Source document Start Marker

Secondary Prevention with Antithrombotic Therapies in Stable Ischemic Heart Disease Patients: A Review

PURPOSE OF REVIEW:

Stable and unstable ischemic heart disease are a growing component in all facets of healthcare, including ER visits, hospitalizations, and financial costs. With the changing emphasis of healthcare shifting towards the outpatient setting, the onus is on clinicians to appropriately manage such patients to avoid adverse effects and complications. Antithrombotic medications, including aspirin, P2Y12 inhibitors, and rivaroxaban, are currently prescribed or have potential roles in the management of secondary cardiovascular prevention in ischemic heart disease patients. While the majority of studies and findings involve aspirin and clopidogrel, newer oral anticoagulation drugs are arriving, prompting new research to assess their impact on preventing mortality, myocardial infarction, and stroke in such patients.

RECENT FINDINGS:

Aspirin has a well-established history of safety and efficacy in management of secondary cardiovascular protection in ischemic heart disease patients. A dual-antiplatelet regimen, most commonly including aspirin plus clopidogrel, has been documented to be effective as well in achieving the same goals. Newer agents, such as rivaroxaban, are being analyzed to see if there is scope to include these agents for secondary prevention. One recent study, the COMPASS trial, revealed the major concern of these newer medications: while better cardiovascular outcomes were achieved in subjects on aspirin plus rivaroxaban, this was accomplished in the setting of a higher rate of major bleeding events. In conclusion, the evidence thus far has not been significant enough for the American College of Cardiology to recommend the incorporation of oral anticoagulants in the management of stable ischemic heart disease patients, in contrast to aspirin and clopidogrel. As the antithrombotic and anti-ischemic properties of these newer agents seem evident, so does their potential for increase in risk of bleeding events. Doctors have to individually tailor antithrombotic medication decisions based on the patient’s risk-benefit profile.

Source document End Marker
Extracted records Start Marker

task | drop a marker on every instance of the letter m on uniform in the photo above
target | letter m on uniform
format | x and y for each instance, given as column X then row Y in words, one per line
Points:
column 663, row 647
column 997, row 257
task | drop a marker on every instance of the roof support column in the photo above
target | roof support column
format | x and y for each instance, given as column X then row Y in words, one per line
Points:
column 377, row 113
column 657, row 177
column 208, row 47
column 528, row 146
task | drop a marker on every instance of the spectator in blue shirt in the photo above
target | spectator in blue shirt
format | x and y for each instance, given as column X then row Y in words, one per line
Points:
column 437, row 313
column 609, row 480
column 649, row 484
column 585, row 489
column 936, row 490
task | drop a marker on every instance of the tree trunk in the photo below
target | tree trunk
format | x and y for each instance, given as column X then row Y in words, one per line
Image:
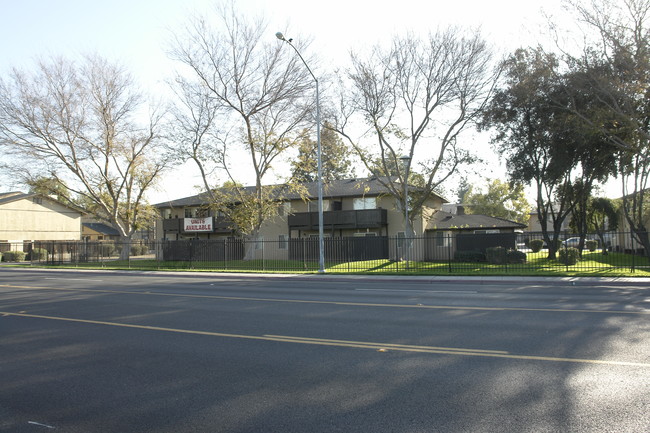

Extracted records End Marker

#### Work instructions
(a) Summarize the review in two sentences.
(b) Duplicate the passage of the review from "Stable and unstable" to "in such patients.".
(c) In the review, which trial found a higher rate of major bleeding events in subjects taking aspirin plus rivaroxaban?

#### Answers to this exercise
(a) Aspirin and dual-antiplatelet therapy with aspirin plus clopidogrel are established as effective for secondary cardiovascular prevention in ischemic heart disease, while newer agents such as rivaroxaban are being studied. The COMPASS trial found better cardiovascular outcomes with aspirin plus rivaroxaban but more major bleeding, so the American College of Cardiology does not yet recommend oral anticoagulants for stable ischemic heart disease, and doctors must tailor antithrombotic choices to each patient's risk-benefit profile.

(b)
Stable and unstable ischemic heart disease are a growing component in all facets of healthcare, including ER visits, hospitalizations, and financial costs. With the changing emphasis of healthcare shifting towards the outpatient setting, the onus is on clinicians to appropriately manage such patients to avoid adverse effects and complications. Antithrombotic medications, including aspirin, P2Y12 inhibitors, and rivaroxaban, are currently prescribed or have potential roles in the management of secondary cardiovascular prevention in ischemic heart disease patients. While the majority of studies and findings involve aspirin and clopidogrel, newer oral anticoagulation drugs are arriving, prompting new research to assess their impact on preventing mortality, myocardial infarction, and stroke in such patients.

(c) The COMPASS trial.